Spurway finds heart and humour to balance the heavy questions she asks about life and death in her novel
Books by Heart is an initiative to help humanize Nova Scotia hospital care, with a curated collection of ebooks and audiobooks available for free to patients, families, and staff. The reading platform and program are being tested out first at the University of King’s College, and we’ve enlisted some King’s student reviewers to help promote more engagement with the collection within the King’s community. Find out more about the project (and read this book for free if you’re a member of the King’s community!) at BooksByHeartKings.ca
There was a time in Amy Spurway’s life when the magic of Cape Breton, N.S., was real.
“I was a bit of a feral ’80s child who went out in the morning and came back to get the hot dogs for the bonfire that night,” Spurway said.
Spurway developed a deep connection with the natural world with the “gaggle” of children who ran around their rural Cape Breton neighbourhood.
“Two channels on the television and a party line telephone,” Spurway said. “The only thing to do was go get your neighbours and wander around the woods or go to the beach.”
Her novel, Crow, is set in the same area and features a protagonist facing a serious health situation and deciding to go out in a blaze of glory, even if that uproots the family tree.
Spurway started writing and performing with CBC at 11 years old, when fantasy and reality were each still holding a hand and guiding her adventures. It’s no surprise that some of the magic of Cape Breton appears in her work, since it was seminal in her creative development.
Spurway said that Cape Breton is rich with storytellers who keep an ear to the ground for hints of romance or tragedy that defy logic, so they can spin it into a magic spell of their own.
“These are the things that make a good, compelling story,” Spurway said. “Whether it’s the supernatural, or the inexplicable, or the stuff of myths and legends and hyperbole.”
Spurway said the stories and mysteries of Cape Breton have had a big impact on her work.
“The storytelling plus this natural environment that invited curiosity, plus a personal fixation on the unseen and unexplained still influence me today.”
The book is named after its protagonist, Stacey Fortune, who’s been trying escape her avian nickname, and the rest of the shame associated with her early life in Cape Breton, with a new life in Toronto, until tragedy sends her home.

# Work item
Quote the passage of the article on Amy Spurway's novel that begins with the words "Spurway said that" and ends with "of their own.". The rows that come next are separate material, unrelated to the article.

# Data section
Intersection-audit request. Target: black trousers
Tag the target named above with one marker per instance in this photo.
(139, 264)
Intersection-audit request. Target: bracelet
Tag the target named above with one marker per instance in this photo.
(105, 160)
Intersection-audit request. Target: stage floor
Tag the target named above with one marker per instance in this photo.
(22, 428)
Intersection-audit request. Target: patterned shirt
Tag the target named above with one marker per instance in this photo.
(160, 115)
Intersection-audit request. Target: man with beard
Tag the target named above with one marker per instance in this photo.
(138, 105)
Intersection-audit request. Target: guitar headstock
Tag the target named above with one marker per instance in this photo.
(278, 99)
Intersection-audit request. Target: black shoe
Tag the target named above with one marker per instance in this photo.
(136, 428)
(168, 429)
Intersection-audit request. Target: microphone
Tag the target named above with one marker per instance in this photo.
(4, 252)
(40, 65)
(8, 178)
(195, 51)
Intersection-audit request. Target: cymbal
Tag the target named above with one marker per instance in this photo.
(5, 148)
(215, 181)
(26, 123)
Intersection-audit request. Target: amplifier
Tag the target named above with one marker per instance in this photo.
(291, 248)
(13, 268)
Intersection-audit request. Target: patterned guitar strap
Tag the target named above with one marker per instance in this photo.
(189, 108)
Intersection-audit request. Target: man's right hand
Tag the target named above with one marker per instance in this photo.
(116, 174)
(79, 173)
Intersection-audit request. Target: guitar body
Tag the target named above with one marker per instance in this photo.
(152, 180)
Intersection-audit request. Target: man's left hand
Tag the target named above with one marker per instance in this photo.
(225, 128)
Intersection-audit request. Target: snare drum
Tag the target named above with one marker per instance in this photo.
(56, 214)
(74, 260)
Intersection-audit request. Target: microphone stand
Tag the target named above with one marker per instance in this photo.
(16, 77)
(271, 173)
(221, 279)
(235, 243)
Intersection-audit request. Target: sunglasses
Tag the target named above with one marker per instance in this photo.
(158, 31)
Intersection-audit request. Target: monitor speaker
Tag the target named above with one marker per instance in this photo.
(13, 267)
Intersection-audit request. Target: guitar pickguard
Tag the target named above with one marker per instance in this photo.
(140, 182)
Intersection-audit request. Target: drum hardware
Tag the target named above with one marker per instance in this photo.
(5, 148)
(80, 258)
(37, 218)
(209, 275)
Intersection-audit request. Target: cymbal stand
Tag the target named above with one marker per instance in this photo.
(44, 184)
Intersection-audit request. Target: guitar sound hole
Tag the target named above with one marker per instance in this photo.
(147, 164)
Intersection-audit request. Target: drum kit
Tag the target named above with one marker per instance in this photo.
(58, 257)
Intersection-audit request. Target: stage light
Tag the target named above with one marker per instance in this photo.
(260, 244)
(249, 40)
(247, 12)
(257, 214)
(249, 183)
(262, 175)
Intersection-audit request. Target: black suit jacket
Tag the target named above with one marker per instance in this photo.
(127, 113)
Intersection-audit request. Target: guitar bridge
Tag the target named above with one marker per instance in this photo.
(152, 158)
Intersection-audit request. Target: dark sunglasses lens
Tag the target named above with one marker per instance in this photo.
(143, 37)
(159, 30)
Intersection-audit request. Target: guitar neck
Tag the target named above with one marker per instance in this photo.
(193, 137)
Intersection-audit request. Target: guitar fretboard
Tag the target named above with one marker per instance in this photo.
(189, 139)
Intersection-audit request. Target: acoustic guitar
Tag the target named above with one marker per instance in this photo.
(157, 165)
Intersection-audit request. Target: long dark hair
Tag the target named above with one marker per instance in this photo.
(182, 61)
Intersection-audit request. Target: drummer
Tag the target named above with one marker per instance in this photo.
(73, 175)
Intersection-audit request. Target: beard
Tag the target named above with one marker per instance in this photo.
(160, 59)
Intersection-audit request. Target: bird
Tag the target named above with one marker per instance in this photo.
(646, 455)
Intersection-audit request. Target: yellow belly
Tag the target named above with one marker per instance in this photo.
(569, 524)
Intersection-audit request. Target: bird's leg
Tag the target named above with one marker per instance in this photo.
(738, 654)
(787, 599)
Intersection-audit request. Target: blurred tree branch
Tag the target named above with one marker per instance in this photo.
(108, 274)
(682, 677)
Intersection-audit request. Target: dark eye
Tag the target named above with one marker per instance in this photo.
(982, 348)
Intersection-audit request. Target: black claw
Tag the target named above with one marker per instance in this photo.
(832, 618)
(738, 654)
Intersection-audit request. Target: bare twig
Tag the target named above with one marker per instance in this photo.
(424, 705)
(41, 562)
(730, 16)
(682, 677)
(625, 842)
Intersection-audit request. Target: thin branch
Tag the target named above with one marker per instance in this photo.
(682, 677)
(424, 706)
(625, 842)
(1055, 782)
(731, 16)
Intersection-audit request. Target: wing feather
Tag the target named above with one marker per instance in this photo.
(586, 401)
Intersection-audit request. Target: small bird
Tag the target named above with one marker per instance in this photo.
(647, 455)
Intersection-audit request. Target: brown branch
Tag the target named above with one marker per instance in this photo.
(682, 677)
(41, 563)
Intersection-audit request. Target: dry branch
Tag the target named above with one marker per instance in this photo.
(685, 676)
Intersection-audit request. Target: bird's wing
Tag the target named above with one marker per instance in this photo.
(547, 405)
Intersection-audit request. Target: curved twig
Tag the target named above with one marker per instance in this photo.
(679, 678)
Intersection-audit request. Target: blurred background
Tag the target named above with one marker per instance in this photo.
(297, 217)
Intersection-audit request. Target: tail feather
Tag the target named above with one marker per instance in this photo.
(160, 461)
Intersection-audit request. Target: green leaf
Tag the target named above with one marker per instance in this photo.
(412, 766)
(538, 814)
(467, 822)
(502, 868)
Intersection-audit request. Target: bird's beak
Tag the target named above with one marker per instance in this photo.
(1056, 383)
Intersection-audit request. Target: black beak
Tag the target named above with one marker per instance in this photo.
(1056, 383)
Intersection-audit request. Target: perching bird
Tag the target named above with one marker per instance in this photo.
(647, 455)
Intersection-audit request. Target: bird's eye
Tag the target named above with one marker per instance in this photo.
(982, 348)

# Exercise solution
Spurway said that Cape Breton is rich with storytellers who keep an ear to the ground for hints of romance or tragedy that defy logic, so they can spin it into a magic spell of their own.